**Records for the exercise:**
=====

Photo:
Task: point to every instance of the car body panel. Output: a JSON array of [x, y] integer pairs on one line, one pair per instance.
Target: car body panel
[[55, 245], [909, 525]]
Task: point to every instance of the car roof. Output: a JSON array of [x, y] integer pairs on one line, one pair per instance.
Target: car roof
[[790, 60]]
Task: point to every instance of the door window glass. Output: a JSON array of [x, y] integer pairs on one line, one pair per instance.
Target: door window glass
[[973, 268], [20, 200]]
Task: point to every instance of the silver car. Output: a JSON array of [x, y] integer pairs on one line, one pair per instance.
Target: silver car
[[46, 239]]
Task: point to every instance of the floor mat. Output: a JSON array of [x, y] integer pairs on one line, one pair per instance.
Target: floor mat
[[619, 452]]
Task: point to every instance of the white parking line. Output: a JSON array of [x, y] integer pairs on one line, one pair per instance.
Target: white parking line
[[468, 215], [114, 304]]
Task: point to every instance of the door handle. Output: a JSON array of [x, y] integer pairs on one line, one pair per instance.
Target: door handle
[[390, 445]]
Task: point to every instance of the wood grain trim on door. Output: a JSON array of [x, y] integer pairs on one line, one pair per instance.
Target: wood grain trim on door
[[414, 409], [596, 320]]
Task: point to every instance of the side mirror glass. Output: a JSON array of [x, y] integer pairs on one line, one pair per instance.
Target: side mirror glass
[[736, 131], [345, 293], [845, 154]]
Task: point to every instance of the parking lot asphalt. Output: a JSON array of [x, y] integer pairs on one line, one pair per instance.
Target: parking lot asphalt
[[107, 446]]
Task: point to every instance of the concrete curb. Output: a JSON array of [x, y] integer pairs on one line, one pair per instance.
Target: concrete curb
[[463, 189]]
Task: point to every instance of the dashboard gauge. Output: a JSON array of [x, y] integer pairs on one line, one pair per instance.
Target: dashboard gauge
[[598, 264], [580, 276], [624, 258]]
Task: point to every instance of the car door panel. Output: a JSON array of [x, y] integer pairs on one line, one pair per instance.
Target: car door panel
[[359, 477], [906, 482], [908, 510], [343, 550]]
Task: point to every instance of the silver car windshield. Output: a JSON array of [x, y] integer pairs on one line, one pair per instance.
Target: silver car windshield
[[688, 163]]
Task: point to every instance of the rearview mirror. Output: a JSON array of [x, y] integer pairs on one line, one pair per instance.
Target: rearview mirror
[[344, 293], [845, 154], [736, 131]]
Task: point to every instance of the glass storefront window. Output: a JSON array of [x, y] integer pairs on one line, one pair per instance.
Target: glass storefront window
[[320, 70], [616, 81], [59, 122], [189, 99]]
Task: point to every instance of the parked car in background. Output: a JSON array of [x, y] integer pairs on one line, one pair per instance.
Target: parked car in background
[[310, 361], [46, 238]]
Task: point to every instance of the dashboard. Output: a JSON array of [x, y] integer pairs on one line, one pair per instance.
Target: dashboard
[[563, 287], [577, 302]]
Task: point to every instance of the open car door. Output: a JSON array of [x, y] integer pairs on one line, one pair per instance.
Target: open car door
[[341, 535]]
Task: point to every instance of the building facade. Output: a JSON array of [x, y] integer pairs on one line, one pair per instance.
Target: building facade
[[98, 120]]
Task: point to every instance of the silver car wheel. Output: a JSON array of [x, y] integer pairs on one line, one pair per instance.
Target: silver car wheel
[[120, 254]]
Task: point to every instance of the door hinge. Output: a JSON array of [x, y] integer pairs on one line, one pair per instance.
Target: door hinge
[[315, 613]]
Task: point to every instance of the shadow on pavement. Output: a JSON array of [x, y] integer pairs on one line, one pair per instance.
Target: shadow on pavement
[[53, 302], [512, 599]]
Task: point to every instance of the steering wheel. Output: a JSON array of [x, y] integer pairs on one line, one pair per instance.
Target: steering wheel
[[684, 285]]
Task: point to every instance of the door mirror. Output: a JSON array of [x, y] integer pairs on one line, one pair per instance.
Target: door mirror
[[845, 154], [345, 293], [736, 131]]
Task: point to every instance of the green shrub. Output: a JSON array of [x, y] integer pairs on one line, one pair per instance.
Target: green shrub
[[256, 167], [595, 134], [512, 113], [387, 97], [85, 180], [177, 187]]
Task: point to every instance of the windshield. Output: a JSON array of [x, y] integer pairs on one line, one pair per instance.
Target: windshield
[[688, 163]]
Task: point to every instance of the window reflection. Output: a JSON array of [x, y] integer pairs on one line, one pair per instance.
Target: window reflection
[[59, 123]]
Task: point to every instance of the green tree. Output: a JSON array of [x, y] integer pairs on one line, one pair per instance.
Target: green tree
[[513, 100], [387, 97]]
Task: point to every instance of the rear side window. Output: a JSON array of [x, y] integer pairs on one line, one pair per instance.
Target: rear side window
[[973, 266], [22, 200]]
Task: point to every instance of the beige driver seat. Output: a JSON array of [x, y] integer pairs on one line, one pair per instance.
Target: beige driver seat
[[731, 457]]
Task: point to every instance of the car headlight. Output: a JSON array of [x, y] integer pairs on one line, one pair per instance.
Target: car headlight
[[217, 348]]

=====

**Exercise aim:** Please return the entire listing, unchanged.

**Solved problem:**
Photo:
Task: point to every instance of the car body panel. Output: a JSON array of [x, y] integer pairs on one line, one pair per instance.
Target: car body panel
[[55, 245], [909, 525]]
Task: point to every instance of the car roof. Output: a JSON array of [x, y] integer pairs on one line, one pair per instance.
Target: car roof
[[790, 60]]
Task: point to every instance of the door window glass. Output: a JSON array of [x, y] integer pairs on one line, one pair per instance.
Target: door window glass
[[973, 268], [20, 200]]
Task: point to every instance of the silver car. Output: a JSON array of [x, y] integer pairs on one line, one pair per instance.
Target: silver car
[[46, 239]]
Task: point to every instance of the floor mat. Output: a JSON array of [x, y] integer pairs on one line, one pair per instance.
Target: floor mat
[[619, 452]]
Task: point to every instance of the white parking line. Output: a JSON array of [x, y] integer pairs on one line, one pair per instance.
Target: white parking line
[[468, 215], [114, 304]]
Task: point to every instance of the door handle. Output: a JSON array of [x, y] integer pairs on one line, one pair per instance.
Target: door handle
[[390, 445]]
Task: point to every instance of the wood grain trim on door. Output: a JSON array of [x, y] integer pairs on one line, one pair per instance.
Target: wood grain trim on door
[[414, 409], [596, 320]]
Task: point to every instance of the side mirror glass. Output: a JSON array of [x, y] integer pairs on one line, one pair per instance.
Target: side mirror glass
[[736, 131], [345, 293], [845, 154]]
Task: point to every instance of the parking lot asphalt. Output: a JSON array of [x, y] integer pairs on one line, one pair per instance.
Target: parking lot asphalt
[[107, 446]]
Task: point to every instance of the concrete curb. Output: a JSON array of [x, y] integer pairs on one line, one pair per instance.
Target: concrete curb
[[463, 189]]
Task: point to every instance of the dashboard gauge. Output: a JSON array of [x, y] integer pairs on one line, one pair per instance.
Target: dashboard gauge
[[598, 264], [580, 276], [624, 258]]
Task: point to every instance of the car door panel. Output: a JSON array of [x, y] integer pairs on one line, one pair per instance.
Target: car door panel
[[359, 477], [906, 482], [908, 510], [343, 550]]
Task: point to every instance of the silver car windshield. Output: a JSON array of [x, y] integer pairs on one line, one pair per instance.
Target: silver car windshield
[[688, 163]]
Task: point to every instance of the rearview mirror. Output: a JSON array of [x, y] integer pairs on one line, one pair per instance.
Target: rearview mirror
[[344, 293], [845, 154], [736, 131]]
Task: point to every instance of the glass storefront window. Output: a JSON array of [x, y] integer pairs on one line, one pair per instance.
Target: glass storefront window
[[320, 70], [616, 81], [59, 122], [189, 99]]
Task: point to every instance of the parked car in background. Output: a JSON array of [x, y] integer pairs on one line, one pair per instance.
Target: parked car in background
[[310, 361], [46, 238]]
Task: point to every instance of the dashboard. Output: a JSON array of [x, y] integer pairs on one line, one pair per instance.
Target: dashboard
[[563, 287], [577, 302]]
Task: point to every instance of the open car door. Output: a JSON array of [x, y] integer pairs on one line, one pair per instance.
Target: open car door
[[341, 535]]
Task: point to every instance of the building facade. Output: a JSON array of [x, y] integer pairs on one line, one pair per instance.
Target: building facade
[[98, 120]]
Task: point to every instance of the silver car wheel. Output: a JSON array of [x, y] integer pairs on one line, one pair per instance.
Target: silver car wheel
[[120, 254]]
Task: point to every instance of the door hinge. Output: a JSON array of [x, y] integer pairs on one line, one pair per instance.
Target: door hinge
[[315, 613]]
Task: point to every instance of the shadow on pavement. Output: a JSON array of [x, y] integer pairs on one line, one pair per instance.
Target: shadow on pavement
[[53, 302], [512, 599]]
Task: point to every instance of the steering wheel. Output: a JSON array of [x, y] integer pairs on one line, one pair per instance.
Target: steering wheel
[[684, 285]]
Task: point to every instance of the door mirror. Output: a JSON array of [x, y] integer pairs on one line, one pair per instance.
Target: door mirror
[[845, 154], [345, 293], [736, 131]]
Task: point to every instance of the green shrub. Output: a JSON array of [x, y] integer pairs on one line, one pair per instance.
Target: green shrub
[[256, 167], [595, 134], [512, 113], [387, 97], [85, 180], [177, 187]]
Task: point to every instance of the windshield. Output: a JSON array of [x, y] integer pairs on one line, one pair per instance.
Target: windshield
[[688, 163]]
Task: point to every instance of the window reflection. Output: a JSON array of [x, y] integer pairs on one line, one pair per instance.
Target: window reflection
[[59, 123]]
Task: point to every instance of the green tree. Output: a JSON array of [x, y] integer pairs on one line, one pair per instance.
Target: green tree
[[513, 100], [387, 97]]
Task: point to every instance of the rear side window. Output: a JSON array of [x, y] integer pairs on one line, one pair per instance.
Target: rear side window
[[973, 266], [22, 200]]
Task: point to every instance of the beige driver seat. Output: a JSON array of [x, y] integer pairs on one line, one pair per instance.
Target: beige driver seat
[[731, 457]]
Task: point to every instance of the car headlight. Output: a JSON array of [x, y] integer pairs on one line, one pair per instance.
Target: car headlight
[[217, 348]]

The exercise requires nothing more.